• _Articolo_:
──────

Vedete che siamo santi. E lo siamo anche nelle situazioni che umanamente sembrano lontane dalla santità e fallite. Basta ascoltare quanto proclama il Vangelo delle beatitudini. Gesù non dice che i poveri, gli afflitti, i misericordiosi, i miti, i perseguitati ecc., saranno beati, ma afferma che sono beati. Appunto santi. Ma allora siamo a posto? Siamo già in paradiso? Siamo arrivati? Possiamo riposarci? No, la vita cristiana è un impegno continuo, da affrontare con l’aiuto dello Spirito Santo e dei suoi doni. Non si tratta però di impegnarci a diventare santi, quanto piuttosto a non perdere la santità che ci è stata donata e piuttosto di arrivare alla pienezza di essa, a quello che saremo che, come dice l’apostolo Giovanni, non è stato ancora rivelato ma sarà qualcosa di bellissimo perché saremo simili a Dio. Il dono che il Signore ci ha fatto di essere cristiani, va infatti, accolto, custodito e fatto fruttificare. Noi siamo liberi, non siamo obbligati a essere figli di Dio, possiamo purtroppo rifiutare in teoria e soprattutto con la vita il fatto di essere santi. Per questo Giovanni aggiunge: «Chiunque ha questa speranza in lui, purifica se stesso, come egli è puro».

──────

• _Compiti da svolgere_:
A) Elenca le categorie di persone che il brano sulla santità nomina espressamente come beate secondo Gesù.
B) Riprendi il brano sulla santità e proseguilo dopo la sua ultima frase.

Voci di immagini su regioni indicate
──────

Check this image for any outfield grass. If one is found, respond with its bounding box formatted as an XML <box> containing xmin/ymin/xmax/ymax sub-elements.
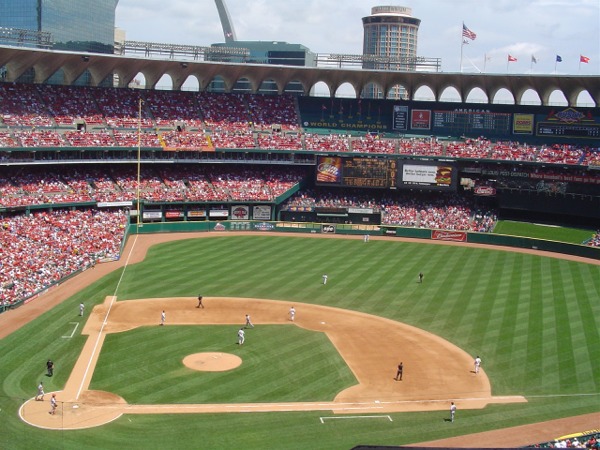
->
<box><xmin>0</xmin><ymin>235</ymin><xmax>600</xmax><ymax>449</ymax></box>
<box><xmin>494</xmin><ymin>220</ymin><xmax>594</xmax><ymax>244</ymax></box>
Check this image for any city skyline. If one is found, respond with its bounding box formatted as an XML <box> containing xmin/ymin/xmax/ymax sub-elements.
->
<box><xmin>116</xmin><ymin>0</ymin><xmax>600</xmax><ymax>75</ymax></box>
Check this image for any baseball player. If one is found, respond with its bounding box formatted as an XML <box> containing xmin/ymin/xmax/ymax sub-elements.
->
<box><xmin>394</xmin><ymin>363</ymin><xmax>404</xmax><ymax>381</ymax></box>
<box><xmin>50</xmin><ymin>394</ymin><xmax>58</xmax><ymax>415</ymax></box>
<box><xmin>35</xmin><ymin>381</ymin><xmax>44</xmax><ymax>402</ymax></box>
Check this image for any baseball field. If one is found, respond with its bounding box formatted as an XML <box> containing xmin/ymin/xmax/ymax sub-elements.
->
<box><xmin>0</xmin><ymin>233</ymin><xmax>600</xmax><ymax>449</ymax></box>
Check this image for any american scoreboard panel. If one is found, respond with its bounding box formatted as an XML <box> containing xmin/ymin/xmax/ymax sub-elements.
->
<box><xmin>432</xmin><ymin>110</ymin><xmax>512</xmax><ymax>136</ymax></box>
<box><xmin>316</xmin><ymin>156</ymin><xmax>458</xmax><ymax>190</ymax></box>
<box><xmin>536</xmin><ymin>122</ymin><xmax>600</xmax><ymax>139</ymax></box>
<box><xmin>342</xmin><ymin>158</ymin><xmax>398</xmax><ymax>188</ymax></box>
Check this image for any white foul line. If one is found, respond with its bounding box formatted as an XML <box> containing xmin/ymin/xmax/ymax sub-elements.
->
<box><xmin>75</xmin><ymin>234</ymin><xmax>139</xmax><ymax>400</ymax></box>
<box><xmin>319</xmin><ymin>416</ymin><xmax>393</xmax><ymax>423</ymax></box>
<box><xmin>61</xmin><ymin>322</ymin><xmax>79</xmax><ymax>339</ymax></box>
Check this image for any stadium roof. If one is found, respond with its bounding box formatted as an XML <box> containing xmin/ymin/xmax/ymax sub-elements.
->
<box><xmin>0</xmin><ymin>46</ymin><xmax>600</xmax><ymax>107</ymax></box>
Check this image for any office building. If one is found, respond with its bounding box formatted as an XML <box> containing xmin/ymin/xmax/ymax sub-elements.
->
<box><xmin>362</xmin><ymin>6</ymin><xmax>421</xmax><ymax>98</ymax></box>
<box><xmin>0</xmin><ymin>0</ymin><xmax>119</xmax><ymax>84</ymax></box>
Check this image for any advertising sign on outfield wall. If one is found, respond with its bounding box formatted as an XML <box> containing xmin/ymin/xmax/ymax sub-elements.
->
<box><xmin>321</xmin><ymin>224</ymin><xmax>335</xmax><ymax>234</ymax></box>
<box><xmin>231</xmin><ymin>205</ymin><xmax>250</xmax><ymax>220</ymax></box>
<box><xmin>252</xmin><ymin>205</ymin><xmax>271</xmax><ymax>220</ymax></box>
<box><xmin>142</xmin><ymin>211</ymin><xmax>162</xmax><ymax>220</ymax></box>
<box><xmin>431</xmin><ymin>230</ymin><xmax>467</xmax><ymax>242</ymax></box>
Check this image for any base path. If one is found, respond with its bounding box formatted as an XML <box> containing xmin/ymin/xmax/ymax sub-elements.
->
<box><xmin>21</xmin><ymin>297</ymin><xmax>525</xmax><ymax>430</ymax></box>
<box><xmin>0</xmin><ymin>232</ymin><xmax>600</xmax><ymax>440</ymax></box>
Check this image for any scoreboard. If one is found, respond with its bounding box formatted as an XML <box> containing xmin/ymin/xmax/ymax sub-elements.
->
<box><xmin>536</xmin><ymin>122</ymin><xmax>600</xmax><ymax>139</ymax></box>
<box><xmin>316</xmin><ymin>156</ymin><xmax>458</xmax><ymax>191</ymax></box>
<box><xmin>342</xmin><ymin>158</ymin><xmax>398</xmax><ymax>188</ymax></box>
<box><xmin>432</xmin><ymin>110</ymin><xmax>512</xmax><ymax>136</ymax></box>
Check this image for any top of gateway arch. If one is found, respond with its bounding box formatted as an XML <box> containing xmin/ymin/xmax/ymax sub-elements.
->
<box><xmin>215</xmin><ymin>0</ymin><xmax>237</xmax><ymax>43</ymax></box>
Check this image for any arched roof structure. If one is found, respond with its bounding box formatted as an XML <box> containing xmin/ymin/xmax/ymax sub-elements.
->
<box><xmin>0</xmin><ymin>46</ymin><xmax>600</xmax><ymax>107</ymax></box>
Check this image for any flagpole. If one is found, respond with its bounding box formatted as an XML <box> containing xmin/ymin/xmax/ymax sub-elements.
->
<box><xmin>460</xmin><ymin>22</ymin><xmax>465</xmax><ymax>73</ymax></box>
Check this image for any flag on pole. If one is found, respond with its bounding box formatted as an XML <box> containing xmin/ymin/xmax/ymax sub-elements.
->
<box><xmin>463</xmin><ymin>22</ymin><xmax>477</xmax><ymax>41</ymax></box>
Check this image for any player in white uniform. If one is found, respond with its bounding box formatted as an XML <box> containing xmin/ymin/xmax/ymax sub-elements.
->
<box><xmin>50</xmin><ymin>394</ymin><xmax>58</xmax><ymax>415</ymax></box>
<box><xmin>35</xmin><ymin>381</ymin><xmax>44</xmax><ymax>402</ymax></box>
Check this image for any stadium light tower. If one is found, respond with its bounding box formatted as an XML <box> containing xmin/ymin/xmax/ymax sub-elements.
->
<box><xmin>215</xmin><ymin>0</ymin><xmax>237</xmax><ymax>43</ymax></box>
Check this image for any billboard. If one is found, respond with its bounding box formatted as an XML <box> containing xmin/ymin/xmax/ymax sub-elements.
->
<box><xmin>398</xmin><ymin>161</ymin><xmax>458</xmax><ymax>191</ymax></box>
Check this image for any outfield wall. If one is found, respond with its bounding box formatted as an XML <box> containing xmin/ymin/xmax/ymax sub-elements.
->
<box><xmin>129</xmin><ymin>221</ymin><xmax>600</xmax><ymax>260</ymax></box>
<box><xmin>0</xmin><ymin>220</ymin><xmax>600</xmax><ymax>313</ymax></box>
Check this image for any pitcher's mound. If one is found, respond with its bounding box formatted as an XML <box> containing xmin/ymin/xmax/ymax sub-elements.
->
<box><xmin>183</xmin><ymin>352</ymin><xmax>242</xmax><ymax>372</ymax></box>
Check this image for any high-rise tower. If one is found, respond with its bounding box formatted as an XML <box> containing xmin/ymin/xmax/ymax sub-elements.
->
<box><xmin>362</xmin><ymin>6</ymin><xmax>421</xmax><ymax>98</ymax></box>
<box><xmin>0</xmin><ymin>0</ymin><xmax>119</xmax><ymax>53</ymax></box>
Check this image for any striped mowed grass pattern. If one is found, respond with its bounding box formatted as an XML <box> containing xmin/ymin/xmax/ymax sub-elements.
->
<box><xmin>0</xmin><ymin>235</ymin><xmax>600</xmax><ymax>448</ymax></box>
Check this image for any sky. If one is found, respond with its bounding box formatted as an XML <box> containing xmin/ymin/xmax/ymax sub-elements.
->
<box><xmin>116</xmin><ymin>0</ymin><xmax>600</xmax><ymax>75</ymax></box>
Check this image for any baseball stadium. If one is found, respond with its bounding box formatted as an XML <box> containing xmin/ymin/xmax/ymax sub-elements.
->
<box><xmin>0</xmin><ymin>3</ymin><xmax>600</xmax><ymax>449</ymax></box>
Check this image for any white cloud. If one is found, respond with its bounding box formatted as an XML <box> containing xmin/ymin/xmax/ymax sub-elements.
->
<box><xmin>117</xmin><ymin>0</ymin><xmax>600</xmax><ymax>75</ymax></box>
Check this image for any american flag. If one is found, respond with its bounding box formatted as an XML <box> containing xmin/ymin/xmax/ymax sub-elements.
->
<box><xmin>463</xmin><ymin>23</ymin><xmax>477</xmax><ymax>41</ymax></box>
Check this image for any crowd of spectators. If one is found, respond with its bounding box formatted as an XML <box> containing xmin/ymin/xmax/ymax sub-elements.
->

──────

• _Risposte ai compiti_:
A) i poveri, gli afflitti, i misericordiosi, i miti, i perseguitati

B)
Stiamo celebrando l’Eucaristia, che è rendere grazie. Oggi dobbiamo ringraziare per il dono di essere santi. Dobbiamo chiedere di non perdere questo dono, anche invocando l’intercessione dei santi che sono in paradiso, quelli conosciuti, ma anche quella «moltitudine immensa, che nessuno poteva contare, di ogni nazione, tribù, popolo e lingua» di cui ci parla la prima lettura. Persone come noi, che spesso abbiamo conosciuto e che ora sono nella gloria di Dio, come in nostri cari. Persone come noi, che con i loro limiti, i loro difetti, i loro peccati non hanno però perso il dono di essere figli di Dio, di essere santi e ora sono già nella comunione piena con il Signore.

Ci aiutino con la loro preghiera ad arrivarci anche noi e intanto, qui e oggi, a vivere con gioia il nostro essere santi.